## Work to complete
Could you continue the library documentation below on feature flags and environment variables, picking up after its last line?

** begin Extract provided **

Note: Int8 variants (e.g. packed RGB int8, planar RGB int8) use `DType::I8` with the corresponding `PixelFormat` rather than separate format constants.

## Feature Flags

- `opengl` (default) - Enable OpenGL backend on Linux
- `decoder` (default) - Enable detection box rendering
- `tracker` (optional) - Enable multi-object tracking support in `draw_masks_tracked()`. Requires `features = ["tracker"]` in your dependency declaration.

## Environment Variables

- `EDGEFIRST_DISABLE_G2D` - Disable G2D backend
- `EDGEFIRST_DISABLE_GL` - Disable OpenGL backend
- `EDGEFIRST_DISABLE_CPU` - Disable CPU backend
- `EDGEFIRST_FORCE_BACKEND` — Force a single backend: `cpu`, `g2d`, or `opengl`. Disables fallback chain.

** end Extract provided **
** begin Provided records **

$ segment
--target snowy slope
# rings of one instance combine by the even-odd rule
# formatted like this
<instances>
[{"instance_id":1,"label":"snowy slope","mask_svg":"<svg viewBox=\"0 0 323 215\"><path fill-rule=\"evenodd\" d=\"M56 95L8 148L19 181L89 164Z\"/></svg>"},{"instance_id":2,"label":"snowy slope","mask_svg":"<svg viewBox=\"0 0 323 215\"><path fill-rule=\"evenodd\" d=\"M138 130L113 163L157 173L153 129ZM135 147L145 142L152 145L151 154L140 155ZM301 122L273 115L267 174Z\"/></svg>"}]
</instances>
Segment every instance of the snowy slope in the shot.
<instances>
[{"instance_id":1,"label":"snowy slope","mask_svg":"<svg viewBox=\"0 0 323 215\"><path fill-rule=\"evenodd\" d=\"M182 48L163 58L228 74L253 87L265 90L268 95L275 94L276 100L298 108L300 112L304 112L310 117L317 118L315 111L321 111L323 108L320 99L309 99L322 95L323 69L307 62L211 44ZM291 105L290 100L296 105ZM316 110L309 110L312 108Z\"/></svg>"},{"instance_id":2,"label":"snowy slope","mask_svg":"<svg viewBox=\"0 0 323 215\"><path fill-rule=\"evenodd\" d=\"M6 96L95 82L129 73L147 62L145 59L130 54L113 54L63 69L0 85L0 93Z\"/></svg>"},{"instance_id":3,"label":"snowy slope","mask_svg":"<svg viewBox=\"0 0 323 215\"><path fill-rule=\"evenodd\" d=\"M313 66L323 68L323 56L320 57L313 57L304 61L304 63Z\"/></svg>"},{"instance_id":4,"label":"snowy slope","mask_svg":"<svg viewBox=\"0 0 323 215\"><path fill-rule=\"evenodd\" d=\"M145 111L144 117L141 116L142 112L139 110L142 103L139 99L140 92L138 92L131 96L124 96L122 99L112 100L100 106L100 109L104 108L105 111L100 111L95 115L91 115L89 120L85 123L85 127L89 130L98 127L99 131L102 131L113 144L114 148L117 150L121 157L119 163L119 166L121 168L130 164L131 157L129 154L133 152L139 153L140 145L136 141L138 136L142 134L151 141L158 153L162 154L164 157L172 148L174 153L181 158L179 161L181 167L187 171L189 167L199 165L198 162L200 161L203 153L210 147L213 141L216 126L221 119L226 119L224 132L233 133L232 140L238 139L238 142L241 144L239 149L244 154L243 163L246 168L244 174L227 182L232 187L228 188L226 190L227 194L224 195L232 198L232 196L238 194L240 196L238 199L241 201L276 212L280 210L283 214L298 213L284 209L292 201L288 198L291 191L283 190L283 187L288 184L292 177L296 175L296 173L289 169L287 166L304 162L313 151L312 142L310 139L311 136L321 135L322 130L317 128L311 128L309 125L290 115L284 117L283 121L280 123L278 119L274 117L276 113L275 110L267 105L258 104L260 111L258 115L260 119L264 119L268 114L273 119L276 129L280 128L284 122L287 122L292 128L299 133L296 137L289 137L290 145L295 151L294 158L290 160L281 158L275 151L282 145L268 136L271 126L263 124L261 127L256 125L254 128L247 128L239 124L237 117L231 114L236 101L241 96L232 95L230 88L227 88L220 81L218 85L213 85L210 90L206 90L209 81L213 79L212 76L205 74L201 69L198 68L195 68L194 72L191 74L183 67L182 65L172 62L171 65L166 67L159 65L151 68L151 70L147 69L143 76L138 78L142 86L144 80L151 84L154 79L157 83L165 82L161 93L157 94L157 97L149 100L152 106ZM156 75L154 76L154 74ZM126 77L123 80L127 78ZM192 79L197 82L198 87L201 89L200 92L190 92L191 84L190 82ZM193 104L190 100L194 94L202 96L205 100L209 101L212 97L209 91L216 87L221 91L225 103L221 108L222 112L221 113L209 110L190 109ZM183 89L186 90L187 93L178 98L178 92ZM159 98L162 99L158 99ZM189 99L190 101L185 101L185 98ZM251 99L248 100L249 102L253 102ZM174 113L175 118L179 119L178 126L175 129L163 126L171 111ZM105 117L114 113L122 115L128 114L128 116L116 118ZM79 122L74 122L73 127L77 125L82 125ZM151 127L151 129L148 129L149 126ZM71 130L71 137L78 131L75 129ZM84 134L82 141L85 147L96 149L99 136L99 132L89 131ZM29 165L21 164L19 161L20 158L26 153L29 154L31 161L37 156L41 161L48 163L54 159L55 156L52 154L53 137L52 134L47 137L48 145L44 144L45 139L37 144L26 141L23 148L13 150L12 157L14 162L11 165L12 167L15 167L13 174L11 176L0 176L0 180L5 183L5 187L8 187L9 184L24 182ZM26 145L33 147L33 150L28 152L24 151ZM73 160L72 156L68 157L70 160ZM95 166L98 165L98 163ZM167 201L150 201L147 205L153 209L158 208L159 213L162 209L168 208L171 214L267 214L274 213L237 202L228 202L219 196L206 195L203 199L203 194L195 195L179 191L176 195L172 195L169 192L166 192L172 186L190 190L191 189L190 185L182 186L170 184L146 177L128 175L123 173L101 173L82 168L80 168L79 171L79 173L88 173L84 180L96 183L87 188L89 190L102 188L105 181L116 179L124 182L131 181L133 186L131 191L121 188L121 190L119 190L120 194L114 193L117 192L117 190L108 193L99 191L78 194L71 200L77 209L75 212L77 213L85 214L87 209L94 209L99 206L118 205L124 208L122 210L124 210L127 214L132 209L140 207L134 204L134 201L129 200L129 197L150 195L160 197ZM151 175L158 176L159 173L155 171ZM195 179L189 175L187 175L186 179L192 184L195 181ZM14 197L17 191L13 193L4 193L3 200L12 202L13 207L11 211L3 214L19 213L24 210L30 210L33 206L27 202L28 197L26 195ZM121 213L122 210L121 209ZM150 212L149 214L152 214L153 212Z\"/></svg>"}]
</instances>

** end Provided records **

## Answer to this task
- `EDGEFIRST_FORCE_TRANSFER` — Force GPU transfer method: `pbo` or `dmabuf`
- `EDGEFIRST_TENSOR_FORCE_MEM` — Set to `1` to force heap memory (disables DMA/SHM)
- `EDGEFIRST_OPENGL_RENDERSURFACE` — Set to `1` to use renderbuffer-backed EGLImages for DMA destinations. Required on i.MX 95 / Mali-G310 with Neutron NPU DMA-BUF destinations. Defaults to `0` (texture path).
- `EDGEFIRST_PROTO_COMPUTE` — Set to `1` to enable the experimental GLES 3.1 compute shader path for proto repack. Requires GLES 3.1 hardware support.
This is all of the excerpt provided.